WHAT TO WORK ON = Starting at the line that contains "Practice: locate the pendant", write out each line through the end of the data below, exactly as it stands. Skip any pictures.

DATA ROWS =
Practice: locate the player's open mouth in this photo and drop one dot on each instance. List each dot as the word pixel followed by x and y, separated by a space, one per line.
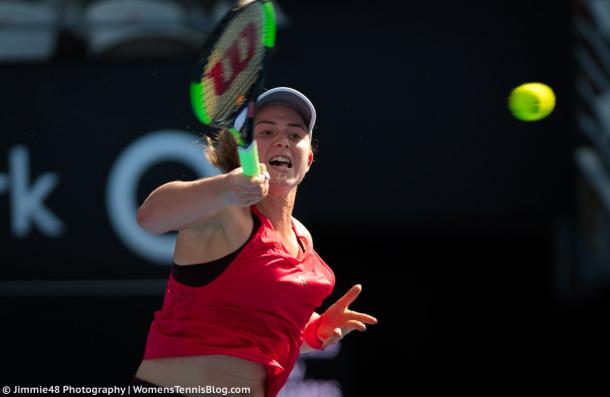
pixel 281 161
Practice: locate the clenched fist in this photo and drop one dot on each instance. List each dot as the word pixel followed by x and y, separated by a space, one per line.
pixel 243 190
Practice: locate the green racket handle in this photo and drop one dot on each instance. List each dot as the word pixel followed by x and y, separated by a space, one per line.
pixel 248 158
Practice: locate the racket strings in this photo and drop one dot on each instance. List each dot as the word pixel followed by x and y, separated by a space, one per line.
pixel 222 107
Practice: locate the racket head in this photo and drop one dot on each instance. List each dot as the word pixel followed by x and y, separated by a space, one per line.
pixel 232 66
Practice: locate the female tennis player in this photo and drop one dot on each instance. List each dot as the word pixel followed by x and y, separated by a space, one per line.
pixel 241 298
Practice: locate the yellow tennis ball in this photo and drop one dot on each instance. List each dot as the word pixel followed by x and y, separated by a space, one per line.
pixel 531 101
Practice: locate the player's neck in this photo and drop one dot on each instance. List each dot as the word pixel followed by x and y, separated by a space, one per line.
pixel 278 208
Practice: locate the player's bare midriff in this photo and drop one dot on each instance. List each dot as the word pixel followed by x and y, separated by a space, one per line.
pixel 210 370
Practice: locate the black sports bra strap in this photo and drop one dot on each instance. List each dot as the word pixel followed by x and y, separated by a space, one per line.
pixel 204 273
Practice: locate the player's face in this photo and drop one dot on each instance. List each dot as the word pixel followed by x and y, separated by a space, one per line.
pixel 283 144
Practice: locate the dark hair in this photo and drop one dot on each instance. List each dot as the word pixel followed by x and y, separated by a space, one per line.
pixel 221 150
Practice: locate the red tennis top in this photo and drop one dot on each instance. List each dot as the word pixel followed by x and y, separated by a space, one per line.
pixel 256 309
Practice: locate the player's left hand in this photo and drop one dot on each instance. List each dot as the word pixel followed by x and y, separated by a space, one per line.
pixel 338 320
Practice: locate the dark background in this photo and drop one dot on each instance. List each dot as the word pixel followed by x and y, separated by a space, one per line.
pixel 424 189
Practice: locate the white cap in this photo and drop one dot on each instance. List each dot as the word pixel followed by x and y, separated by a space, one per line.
pixel 283 96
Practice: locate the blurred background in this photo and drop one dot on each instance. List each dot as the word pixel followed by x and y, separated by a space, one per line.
pixel 482 242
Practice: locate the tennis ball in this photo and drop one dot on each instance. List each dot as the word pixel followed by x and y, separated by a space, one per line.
pixel 531 101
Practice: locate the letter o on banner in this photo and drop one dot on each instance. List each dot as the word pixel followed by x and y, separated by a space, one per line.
pixel 122 187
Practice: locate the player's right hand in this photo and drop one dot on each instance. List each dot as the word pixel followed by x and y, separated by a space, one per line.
pixel 243 190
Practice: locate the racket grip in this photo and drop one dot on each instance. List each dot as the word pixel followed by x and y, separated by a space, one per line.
pixel 248 158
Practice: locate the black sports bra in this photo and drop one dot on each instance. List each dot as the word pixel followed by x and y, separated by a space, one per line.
pixel 204 273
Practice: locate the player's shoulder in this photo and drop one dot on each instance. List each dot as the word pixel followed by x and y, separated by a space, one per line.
pixel 302 230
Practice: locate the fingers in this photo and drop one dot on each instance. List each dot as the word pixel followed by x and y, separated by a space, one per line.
pixel 362 317
pixel 354 324
pixel 350 296
pixel 245 190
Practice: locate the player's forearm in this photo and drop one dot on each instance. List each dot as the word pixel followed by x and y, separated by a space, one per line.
pixel 305 347
pixel 178 204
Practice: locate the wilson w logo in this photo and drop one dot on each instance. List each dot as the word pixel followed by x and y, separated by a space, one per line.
pixel 233 56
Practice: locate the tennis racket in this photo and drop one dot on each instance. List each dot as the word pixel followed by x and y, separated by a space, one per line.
pixel 231 72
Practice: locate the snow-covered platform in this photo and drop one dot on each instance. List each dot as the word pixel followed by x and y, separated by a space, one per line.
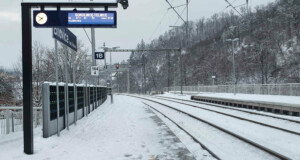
pixel 288 105
pixel 127 129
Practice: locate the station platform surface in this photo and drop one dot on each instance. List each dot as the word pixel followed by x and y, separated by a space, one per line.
pixel 127 129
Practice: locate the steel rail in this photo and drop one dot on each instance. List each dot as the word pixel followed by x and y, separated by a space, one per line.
pixel 230 108
pixel 233 116
pixel 270 151
pixel 194 138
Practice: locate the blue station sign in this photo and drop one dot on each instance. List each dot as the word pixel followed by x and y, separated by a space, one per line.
pixel 75 19
pixel 99 55
pixel 66 37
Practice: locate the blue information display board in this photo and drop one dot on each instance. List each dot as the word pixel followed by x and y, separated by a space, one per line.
pixel 99 55
pixel 75 19
pixel 91 18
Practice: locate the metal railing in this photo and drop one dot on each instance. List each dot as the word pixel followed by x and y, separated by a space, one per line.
pixel 11 118
pixel 287 89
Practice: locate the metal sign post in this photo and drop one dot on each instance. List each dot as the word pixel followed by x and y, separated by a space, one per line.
pixel 27 56
pixel 66 37
pixel 57 87
pixel 95 71
pixel 99 55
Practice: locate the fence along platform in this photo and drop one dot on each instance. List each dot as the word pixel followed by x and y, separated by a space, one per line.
pixel 88 99
pixel 274 107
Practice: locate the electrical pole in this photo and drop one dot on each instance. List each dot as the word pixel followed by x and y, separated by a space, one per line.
pixel 57 88
pixel 168 57
pixel 144 74
pixel 233 64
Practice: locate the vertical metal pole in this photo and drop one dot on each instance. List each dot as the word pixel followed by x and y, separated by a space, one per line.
pixel 66 89
pixel 180 59
pixel 86 90
pixel 168 56
pixel 111 83
pixel 57 87
pixel 74 88
pixel 12 122
pixel 144 74
pixel 7 121
pixel 174 80
pixel 128 81
pixel 233 63
pixel 27 79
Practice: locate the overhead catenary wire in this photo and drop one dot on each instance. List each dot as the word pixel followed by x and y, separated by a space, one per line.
pixel 163 17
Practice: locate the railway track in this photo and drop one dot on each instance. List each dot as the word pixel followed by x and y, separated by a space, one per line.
pixel 244 139
pixel 231 108
pixel 237 117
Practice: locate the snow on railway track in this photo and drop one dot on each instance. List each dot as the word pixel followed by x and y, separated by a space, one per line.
pixel 228 135
pixel 266 114
pixel 279 124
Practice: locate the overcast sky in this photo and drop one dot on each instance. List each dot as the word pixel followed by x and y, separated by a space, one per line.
pixel 140 21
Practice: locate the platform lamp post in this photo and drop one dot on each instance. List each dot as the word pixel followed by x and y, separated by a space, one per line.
pixel 180 65
pixel 110 59
pixel 233 64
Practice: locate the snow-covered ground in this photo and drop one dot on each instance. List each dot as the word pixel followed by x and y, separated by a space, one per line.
pixel 281 142
pixel 125 130
pixel 250 97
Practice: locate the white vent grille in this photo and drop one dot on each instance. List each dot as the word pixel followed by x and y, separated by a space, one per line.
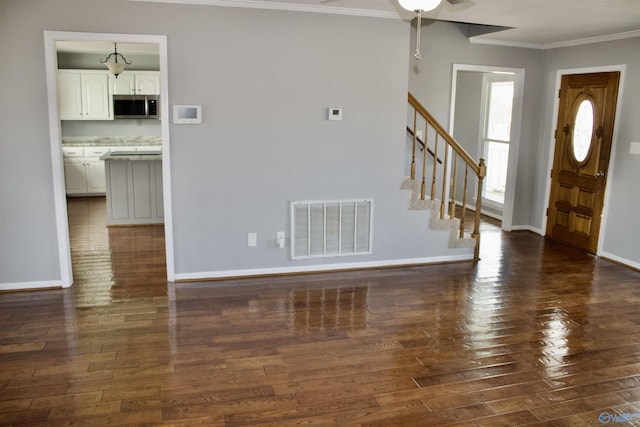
pixel 330 228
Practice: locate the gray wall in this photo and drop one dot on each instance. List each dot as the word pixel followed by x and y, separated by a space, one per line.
pixel 445 44
pixel 264 79
pixel 620 227
pixel 430 80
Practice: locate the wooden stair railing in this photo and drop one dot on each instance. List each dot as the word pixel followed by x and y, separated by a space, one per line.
pixel 460 156
pixel 422 144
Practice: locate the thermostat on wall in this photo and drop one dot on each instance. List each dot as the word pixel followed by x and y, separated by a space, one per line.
pixel 187 114
pixel 334 113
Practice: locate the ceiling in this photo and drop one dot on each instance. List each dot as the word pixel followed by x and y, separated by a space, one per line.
pixel 526 23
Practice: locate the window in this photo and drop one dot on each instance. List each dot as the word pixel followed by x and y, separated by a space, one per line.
pixel 498 102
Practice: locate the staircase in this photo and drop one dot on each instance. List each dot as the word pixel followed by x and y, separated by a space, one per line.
pixel 438 185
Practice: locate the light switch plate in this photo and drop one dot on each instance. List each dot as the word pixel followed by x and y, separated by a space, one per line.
pixel 334 113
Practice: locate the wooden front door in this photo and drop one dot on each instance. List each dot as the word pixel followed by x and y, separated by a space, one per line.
pixel 583 135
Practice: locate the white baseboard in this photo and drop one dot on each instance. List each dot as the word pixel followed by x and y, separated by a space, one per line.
pixel 28 285
pixel 318 268
pixel 620 260
pixel 527 228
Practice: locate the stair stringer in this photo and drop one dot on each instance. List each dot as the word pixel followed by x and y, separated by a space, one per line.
pixel 435 223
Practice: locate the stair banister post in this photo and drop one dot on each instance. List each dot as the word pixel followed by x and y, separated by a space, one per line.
pixel 482 172
pixel 413 149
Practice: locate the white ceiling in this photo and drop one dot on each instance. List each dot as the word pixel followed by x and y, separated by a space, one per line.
pixel 531 23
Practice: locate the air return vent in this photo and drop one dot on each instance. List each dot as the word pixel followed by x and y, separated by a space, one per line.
pixel 330 228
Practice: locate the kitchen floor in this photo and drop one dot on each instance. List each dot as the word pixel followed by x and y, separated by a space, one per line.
pixel 112 263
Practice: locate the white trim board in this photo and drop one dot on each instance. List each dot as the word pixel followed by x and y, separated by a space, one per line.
pixel 293 7
pixel 51 66
pixel 568 43
pixel 19 286
pixel 210 275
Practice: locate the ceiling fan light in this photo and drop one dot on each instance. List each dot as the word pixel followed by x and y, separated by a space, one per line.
pixel 415 5
pixel 115 67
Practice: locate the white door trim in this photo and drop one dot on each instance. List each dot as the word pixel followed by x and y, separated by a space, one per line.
pixel 516 128
pixel 614 142
pixel 51 64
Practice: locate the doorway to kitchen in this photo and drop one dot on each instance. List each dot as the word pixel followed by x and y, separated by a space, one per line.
pixel 486 116
pixel 62 214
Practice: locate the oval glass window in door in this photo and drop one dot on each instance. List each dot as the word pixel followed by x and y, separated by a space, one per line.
pixel 583 131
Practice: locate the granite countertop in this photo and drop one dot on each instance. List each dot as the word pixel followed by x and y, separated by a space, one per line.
pixel 113 141
pixel 132 155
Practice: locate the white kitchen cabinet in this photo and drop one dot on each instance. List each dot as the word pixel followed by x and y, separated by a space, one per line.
pixel 136 83
pixel 84 95
pixel 83 170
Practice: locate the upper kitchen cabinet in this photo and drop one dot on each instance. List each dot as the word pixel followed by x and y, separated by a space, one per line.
pixel 84 95
pixel 136 83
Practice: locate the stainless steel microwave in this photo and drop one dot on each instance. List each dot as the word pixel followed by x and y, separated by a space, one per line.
pixel 136 106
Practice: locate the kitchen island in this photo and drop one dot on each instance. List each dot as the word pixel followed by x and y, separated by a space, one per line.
pixel 134 187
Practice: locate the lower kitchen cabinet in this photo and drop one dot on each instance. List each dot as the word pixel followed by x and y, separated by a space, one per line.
pixel 84 171
pixel 134 191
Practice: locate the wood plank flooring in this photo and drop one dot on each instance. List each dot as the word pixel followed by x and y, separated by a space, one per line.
pixel 534 334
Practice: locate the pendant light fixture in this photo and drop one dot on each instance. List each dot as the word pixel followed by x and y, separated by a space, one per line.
pixel 115 67
pixel 419 7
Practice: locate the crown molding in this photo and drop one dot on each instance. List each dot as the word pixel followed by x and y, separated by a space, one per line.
pixel 272 5
pixel 546 46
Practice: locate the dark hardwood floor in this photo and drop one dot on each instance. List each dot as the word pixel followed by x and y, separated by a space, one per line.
pixel 534 334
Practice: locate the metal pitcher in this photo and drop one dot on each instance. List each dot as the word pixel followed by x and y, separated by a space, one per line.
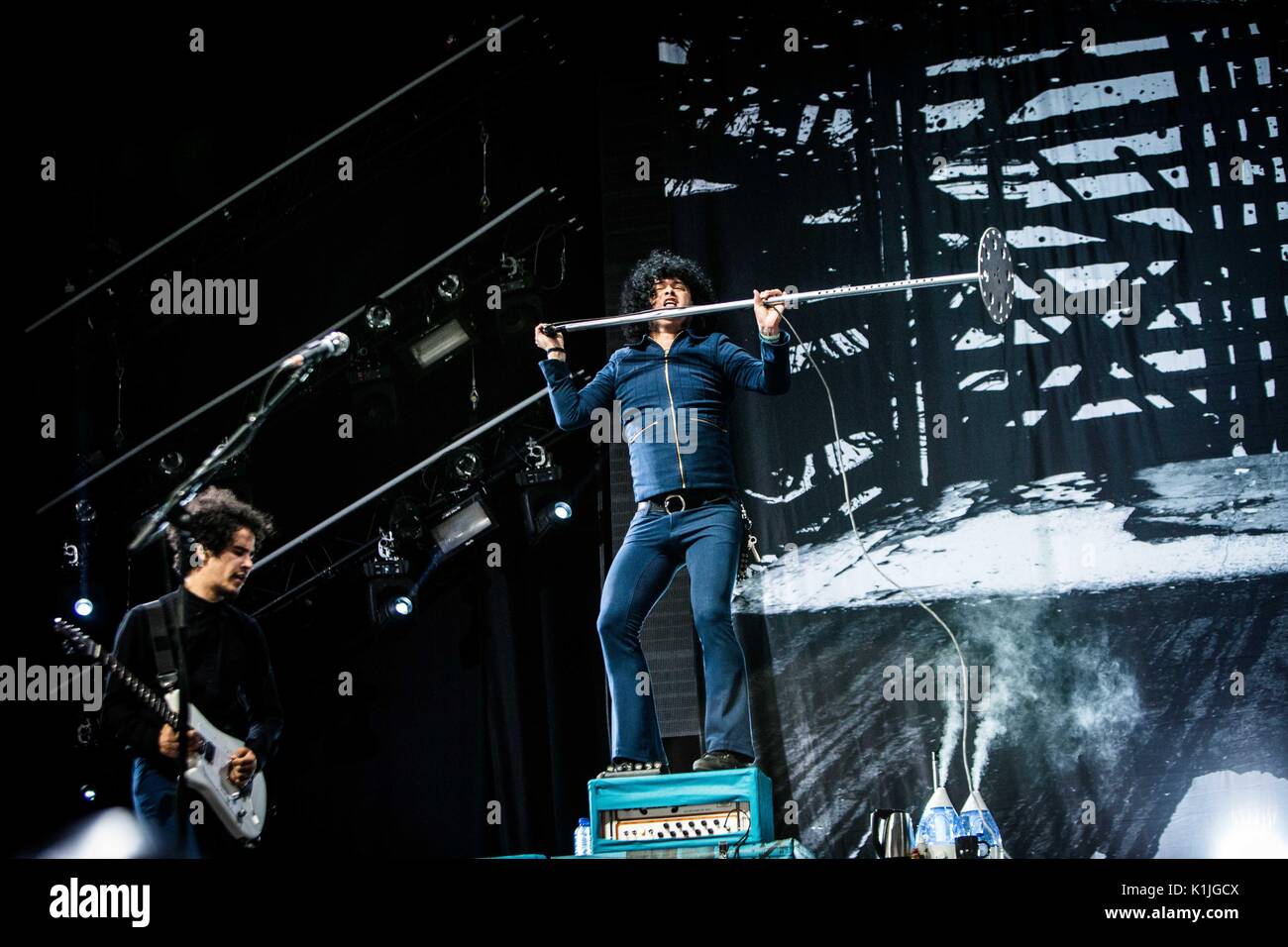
pixel 890 831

THE RESULT =
Practice: locate the pendant light fixture in this photo and drop one dot on each instance. List each dot as the word pixel followed by x and y, separated by a space, one per line.
pixel 115 67
pixel 419 7
Practice: locate the crown molding in this photo and drop one dot on each instance. List each dot as the word pixel followed by x and y, separated by a space, one per line.
pixel 272 5
pixel 546 46
Practice: locate the dark hardwood floor in this photo and drop one dot on each instance. List each dot as the word pixel followed by x and y, separated by a space, one per line.
pixel 534 334
Practice: locate the metal pitcher in this photo and drop one dot on each instance. List each dot as the word pixel followed by x and y, separated by a space, one per line.
pixel 890 831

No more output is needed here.